Tarefas do exercício:
- A) Responda às perguntas sobre o texto das mulheres brasileiras em Portugal:
(i) Por quantas mulheres brasileiras é promovida a rede solidária criada por Ana Paula Costa?
(ii) Segundo Ana Paula Costa, que ideia se espalhou nas redes sociais durante a pandemia?
(iii) Que profissionais a rede solidária conseguiu reunir para atender as mulheres de forma voluntária?
- B) Retome o texto sobre as mulheres brasileiras em Portugal a partir do ponto em que termina.

Criadora de uma rede solidária promovida por 200 mulheres brasileiras que apoiou centenas de compatriotas durante o confinamento gerado pela pandemia em Portugal, Ana Paula Costa mostra-se preocupada com a situação de muitas compatriotas: "Há muita situação de desemprego, e, por exemplo, na restauração, quem conseguiu ficar, ficou perdendo algum rendimento, por causa da queda [provocada pela pandemia]. Passaram para o part-time. Outras [mulheres] perderam mesmo o emprego e algumas optaram pelo retorno ao Brasil".
Ao mesmo tempo, a também dirigente da Casa do Brasil em Lisboa nota "um aumento da vulnerabilidade no trabalho, porque as pessoas precisam de emprego e estão dispostas a receber qualquer salário" e que a discriminação "cresceu muito", através das redes sociais.
"Cresceram os discursos xenófobos contra as mulheres brasileiras em Portugal, (...) um discurso que sempre existiu, estereotipado sobre a mulher brasileira, ligado ao seu corpo e à sexualidade", mas que se agravou agora, considerou.
Ana Paula Costa lembrou que durante a pandemia houve "um período de fake news em relação à covid-19. Espalhou-se uma certa ideia nas redes sociais de que a covid foi trazida para Portugal através dos imigrantes".
A pressão social e a estabilidade emocional e mental de muitas imigrantes foram uma preocupação que a plataforma Geni (o coletivo de mulheres brasileiras que Ana Paula Costa integra) sentiu no apoio às suas compatriotas durante o confinamento.
"As mulheres entraram em desespero e, como a questão financeira influencia muito na saúde mental, e muitas delas tinham filhos, renda para pagar e outras contas, então a pandemia trouxe muita ansiedade (...) e crise de depressão", sublinhou.
A rede solidária, identificando que este foi o primeiro problema a surgir com a pandemia, "conseguiu reunir psicólogas, que trabalhavam aqui em Portugal e tinham registo, para poderem atender essas mulheres de forma voluntária", contou.

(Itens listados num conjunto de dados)

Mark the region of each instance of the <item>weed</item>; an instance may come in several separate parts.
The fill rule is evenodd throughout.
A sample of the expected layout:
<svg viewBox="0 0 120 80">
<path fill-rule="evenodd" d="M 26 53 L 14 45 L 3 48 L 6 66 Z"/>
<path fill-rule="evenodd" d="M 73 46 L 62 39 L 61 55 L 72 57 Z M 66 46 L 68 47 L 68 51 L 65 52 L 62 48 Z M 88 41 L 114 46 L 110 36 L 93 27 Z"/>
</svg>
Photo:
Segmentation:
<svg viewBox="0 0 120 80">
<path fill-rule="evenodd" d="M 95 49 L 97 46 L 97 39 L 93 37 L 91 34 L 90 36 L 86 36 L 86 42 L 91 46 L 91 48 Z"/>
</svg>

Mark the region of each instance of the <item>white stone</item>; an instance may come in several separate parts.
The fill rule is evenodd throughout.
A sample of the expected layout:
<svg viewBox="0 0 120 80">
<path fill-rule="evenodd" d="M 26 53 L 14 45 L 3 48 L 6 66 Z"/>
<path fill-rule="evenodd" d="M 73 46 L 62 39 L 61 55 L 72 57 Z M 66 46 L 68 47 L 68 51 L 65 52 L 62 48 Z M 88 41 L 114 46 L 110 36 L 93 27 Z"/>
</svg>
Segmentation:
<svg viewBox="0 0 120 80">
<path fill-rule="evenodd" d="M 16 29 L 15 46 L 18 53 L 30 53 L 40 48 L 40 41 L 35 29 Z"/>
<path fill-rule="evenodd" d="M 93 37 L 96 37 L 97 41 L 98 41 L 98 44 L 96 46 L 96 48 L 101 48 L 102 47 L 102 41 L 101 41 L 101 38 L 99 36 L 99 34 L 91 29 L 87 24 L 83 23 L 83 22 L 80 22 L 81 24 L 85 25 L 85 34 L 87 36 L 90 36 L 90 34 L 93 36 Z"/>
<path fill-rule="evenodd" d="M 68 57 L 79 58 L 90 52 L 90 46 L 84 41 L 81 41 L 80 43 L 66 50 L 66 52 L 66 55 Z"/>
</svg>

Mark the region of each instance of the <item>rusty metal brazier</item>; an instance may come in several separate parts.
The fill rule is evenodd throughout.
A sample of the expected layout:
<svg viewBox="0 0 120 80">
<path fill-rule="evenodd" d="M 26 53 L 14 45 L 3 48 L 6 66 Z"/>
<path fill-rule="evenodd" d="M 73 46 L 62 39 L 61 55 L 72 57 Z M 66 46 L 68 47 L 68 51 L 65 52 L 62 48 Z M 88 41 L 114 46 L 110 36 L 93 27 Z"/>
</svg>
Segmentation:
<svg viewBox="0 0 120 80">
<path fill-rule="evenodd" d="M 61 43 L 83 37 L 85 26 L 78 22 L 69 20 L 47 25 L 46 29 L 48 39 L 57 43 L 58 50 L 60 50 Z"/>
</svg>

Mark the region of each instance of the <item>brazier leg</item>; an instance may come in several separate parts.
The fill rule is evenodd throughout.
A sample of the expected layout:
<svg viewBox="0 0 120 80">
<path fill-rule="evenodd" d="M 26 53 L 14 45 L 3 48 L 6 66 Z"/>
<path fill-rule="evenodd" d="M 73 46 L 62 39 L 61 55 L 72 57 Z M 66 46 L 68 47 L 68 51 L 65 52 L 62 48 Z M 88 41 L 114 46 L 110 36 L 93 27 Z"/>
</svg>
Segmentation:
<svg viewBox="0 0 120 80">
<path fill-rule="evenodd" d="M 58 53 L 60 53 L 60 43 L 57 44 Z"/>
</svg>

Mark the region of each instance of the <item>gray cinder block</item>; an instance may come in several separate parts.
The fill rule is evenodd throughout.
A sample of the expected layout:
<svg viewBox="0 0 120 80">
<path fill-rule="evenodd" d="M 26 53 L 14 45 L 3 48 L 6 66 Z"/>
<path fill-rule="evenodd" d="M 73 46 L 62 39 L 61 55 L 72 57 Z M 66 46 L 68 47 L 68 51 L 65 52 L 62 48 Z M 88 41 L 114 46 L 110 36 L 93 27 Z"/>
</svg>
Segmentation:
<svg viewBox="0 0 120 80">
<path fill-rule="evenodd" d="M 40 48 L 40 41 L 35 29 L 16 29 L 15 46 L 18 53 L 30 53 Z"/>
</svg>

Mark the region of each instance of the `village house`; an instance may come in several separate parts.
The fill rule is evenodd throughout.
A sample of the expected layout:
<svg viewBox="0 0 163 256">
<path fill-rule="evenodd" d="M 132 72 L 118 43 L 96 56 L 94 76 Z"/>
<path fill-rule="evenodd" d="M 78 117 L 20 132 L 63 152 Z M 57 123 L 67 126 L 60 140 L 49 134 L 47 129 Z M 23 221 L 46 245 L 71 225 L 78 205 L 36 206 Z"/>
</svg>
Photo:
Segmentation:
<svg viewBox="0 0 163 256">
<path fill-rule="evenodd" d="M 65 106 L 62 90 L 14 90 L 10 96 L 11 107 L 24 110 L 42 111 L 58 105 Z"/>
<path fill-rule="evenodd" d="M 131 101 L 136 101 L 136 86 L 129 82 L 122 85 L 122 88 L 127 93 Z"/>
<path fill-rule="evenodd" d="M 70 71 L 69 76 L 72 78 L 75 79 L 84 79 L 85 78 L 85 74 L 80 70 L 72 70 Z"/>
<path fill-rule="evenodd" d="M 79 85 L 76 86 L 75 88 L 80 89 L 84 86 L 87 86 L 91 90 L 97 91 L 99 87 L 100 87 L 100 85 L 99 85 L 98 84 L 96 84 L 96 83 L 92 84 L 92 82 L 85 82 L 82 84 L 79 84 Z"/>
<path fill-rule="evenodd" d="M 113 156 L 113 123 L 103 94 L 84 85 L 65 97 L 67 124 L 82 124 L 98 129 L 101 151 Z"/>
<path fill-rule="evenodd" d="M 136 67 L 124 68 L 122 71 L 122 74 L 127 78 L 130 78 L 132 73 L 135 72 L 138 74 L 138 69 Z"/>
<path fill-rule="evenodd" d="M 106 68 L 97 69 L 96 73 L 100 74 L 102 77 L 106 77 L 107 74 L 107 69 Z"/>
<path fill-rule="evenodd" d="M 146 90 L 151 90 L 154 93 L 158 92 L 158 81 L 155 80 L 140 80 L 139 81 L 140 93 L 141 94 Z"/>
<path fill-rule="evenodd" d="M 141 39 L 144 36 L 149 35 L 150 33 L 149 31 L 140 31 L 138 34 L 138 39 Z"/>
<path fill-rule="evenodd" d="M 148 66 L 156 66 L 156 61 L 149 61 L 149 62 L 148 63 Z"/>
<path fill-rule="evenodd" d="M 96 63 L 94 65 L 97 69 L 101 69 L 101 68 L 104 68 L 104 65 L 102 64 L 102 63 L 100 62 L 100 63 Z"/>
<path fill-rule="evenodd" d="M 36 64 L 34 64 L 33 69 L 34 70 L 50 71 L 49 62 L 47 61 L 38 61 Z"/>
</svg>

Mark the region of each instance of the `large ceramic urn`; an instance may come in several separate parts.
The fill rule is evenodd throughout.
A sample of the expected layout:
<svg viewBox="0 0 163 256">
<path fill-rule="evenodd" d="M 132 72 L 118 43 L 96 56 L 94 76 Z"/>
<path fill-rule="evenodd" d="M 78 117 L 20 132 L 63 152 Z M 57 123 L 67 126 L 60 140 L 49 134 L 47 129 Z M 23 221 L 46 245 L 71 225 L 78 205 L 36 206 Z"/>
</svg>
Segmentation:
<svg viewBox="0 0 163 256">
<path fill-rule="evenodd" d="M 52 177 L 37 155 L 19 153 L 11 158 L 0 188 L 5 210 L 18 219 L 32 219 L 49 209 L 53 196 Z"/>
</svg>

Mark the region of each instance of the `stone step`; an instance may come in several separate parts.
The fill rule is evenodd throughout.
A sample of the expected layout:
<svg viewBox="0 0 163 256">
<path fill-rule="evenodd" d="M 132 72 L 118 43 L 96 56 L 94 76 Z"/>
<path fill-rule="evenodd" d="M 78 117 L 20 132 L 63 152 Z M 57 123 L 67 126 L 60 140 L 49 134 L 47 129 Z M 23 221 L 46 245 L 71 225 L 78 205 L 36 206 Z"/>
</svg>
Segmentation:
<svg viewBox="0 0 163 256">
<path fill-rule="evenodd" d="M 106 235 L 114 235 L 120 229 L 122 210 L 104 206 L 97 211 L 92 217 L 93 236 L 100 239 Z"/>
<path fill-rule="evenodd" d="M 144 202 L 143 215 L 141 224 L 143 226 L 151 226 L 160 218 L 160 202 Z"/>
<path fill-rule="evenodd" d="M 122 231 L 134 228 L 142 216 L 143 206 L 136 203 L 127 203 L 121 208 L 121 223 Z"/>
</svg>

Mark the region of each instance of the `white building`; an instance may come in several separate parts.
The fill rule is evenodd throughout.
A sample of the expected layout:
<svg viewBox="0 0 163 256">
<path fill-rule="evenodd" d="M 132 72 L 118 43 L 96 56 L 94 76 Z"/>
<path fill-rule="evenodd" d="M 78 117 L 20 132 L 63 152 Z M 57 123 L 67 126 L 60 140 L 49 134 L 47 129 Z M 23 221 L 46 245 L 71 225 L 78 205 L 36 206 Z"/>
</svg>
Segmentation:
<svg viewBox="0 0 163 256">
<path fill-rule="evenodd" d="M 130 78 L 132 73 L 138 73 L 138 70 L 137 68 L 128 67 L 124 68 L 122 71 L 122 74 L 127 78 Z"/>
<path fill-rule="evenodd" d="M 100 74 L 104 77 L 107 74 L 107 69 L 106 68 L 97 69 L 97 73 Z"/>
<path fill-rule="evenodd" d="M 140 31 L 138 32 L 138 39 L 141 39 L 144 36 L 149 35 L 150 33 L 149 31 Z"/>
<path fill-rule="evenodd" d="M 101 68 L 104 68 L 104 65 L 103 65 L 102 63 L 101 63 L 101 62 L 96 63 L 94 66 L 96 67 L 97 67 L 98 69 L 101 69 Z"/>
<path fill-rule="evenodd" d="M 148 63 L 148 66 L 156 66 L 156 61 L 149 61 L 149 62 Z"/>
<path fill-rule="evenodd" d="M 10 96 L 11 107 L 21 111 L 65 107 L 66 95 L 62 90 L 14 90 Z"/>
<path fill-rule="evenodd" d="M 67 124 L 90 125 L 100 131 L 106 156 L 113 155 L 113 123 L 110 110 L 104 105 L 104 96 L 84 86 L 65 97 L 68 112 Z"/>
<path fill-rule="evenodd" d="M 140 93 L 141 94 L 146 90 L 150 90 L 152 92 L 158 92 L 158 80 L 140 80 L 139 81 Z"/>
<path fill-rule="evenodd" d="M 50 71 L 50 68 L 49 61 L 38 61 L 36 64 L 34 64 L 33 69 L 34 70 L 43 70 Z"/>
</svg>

Respostas por item:
- A)
(i) Por 200 mulheres brasileiras.
(ii) A ideia de que a covid foi trazida para Portugal através dos imigrantes.
(iii) Psicólogas que trabalhavam em Portugal e tinham registo.

- B)
E como os problemas psicológicos surgiram por razões financeiras e pela perda de trabalho, a rede criou um segundo grupo, o do apoio social, que "tinha advogadas que orientavam as mulheres sobre os direitos que elas tinham com as mudanças das regras dos apoios da Segurança Social, com as novas regras de despedimentos, com regras de termo e cessação de contratos", indicou.
Neste segundo grupo do apoio social havia ainda uma outra frente, a que ajudava na alimentação e que, numa primeira fase começou a direcionar as mulheres que pediam este tipo de ajuda para o banco de alimentação.
"Começámos a nos organizar entre nós para poder ajudar financeiramente essas mulheres e acabamos por enviar algumas ajudas monetárias. Conseguíamos recolher das mulheres do grupo e levantamos cerca de 400 euros e fomos fazendo assim uma gestão até as mulheres conseguirem ter uma resposta no banco", contou, além darem cestas básicas.
Passado o confinamento, a rede solidária acabou, mas continuou a apoiar as 232 mulheres que se inscreveram para pedir ajuda e tem um outro grupo, o do apoio ao emprego, que ajuda as mulheres a procurarem um novo trabalho, onde vivem.